Extracted records:
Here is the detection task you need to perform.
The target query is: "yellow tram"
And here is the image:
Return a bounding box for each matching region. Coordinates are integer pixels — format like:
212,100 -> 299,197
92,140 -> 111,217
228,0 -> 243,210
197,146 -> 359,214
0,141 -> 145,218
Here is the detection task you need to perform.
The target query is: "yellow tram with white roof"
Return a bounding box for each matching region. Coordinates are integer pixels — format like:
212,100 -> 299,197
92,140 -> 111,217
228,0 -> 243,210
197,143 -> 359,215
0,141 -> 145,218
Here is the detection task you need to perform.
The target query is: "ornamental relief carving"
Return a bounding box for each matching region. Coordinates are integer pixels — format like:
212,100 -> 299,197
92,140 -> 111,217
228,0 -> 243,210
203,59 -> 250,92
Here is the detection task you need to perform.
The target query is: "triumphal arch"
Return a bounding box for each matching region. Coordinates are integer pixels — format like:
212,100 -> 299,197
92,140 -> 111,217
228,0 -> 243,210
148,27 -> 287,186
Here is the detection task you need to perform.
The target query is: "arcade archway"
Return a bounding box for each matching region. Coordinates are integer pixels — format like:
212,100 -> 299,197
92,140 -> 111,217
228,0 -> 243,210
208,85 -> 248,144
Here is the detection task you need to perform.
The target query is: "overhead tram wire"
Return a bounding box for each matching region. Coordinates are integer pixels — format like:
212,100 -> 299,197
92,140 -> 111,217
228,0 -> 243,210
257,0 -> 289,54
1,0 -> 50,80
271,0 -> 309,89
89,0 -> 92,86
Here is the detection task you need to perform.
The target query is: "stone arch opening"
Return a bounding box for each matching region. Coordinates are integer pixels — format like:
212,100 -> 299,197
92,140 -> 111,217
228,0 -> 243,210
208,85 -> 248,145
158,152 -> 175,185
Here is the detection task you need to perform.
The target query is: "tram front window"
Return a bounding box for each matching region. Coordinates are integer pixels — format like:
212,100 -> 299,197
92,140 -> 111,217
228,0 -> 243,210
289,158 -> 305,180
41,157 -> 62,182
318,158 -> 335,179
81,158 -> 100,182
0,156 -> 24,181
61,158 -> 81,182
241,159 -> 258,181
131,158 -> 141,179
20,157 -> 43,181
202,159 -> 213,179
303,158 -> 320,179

> **AIM**
Rewrite the lines from the beginning of the records through the line containing "203,59 -> 250,92", replacing "tram" with "streetcar" and leaving everything else unchanged.

> **RIGHT ANSWER**
Here is the detection task you need to perform.
The target query is: "yellow streetcar"
And here is the image:
Return a bounding box for each matching region. Coordinates are integer pixels — format like:
212,100 -> 299,197
92,140 -> 111,217
228,0 -> 243,210
197,146 -> 359,214
0,141 -> 145,218
Here is the detection task you need to perform.
The target query is: "yellow streetcar with white roof"
Return a bounding box for each matching region. Coordinates are integer pixels — format like:
212,100 -> 299,197
92,140 -> 111,217
228,0 -> 243,210
197,143 -> 359,215
0,141 -> 145,218
Here is the detection task you need to perform.
The target query is: "ornamental relief carving"
Return a bounding box for each matching region. Coordinates are integer pixels — format like:
212,100 -> 299,197
92,140 -> 111,217
228,0 -> 243,210
203,59 -> 250,92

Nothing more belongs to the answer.